======== DATASET RECORDS ========
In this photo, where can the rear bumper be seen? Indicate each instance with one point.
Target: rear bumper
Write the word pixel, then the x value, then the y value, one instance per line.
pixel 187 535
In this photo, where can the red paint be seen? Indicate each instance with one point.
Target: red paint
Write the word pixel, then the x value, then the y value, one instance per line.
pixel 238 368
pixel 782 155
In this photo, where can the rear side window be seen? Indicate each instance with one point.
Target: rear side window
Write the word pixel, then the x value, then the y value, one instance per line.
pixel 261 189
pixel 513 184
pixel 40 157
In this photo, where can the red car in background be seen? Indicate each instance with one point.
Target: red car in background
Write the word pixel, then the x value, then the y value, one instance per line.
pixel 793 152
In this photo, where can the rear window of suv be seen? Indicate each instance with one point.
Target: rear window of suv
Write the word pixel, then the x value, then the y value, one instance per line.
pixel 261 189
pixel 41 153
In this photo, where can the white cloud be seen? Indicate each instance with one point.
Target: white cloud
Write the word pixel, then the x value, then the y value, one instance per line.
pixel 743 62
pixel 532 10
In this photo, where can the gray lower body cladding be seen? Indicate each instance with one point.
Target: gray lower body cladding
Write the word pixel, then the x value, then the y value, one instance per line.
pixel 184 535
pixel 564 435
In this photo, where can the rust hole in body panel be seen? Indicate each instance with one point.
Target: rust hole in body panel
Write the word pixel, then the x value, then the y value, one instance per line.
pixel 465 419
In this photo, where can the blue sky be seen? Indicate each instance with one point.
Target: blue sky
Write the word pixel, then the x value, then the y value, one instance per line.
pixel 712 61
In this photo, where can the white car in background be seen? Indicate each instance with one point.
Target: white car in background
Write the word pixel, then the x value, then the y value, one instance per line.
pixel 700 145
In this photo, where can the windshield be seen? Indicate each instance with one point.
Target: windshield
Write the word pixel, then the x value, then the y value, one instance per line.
========
— STATED PROBLEM —
Quote the records word for word, from the very first line down to the line containing "pixel 793 152", with that line included.

— SOLVED PROBLEM —
In this photo, where can the rear bumper be seen? Indicate each instance with one point.
Target: rear bumper
Write the word pixel, then the x value, then the y value, one instance per line.
pixel 187 535
In this photo, where can the red paint be seen? Indicate each instance with one point.
Target: red paint
Write the word pixel, then the x value, then the y value, one instance per line.
pixel 238 368
pixel 782 155
In this photo, where can the rear side window be seen? Indicate each instance with one point.
Target: rear side window
Write the word pixel, then the x value, then the y value, one instance per line.
pixel 261 189
pixel 513 184
pixel 40 157
In this photo, where can the red car in background be seen? Indicate each instance with one point.
Target: red car in background
Write the word pixel, then the x value, then the y value, one instance per line.
pixel 793 152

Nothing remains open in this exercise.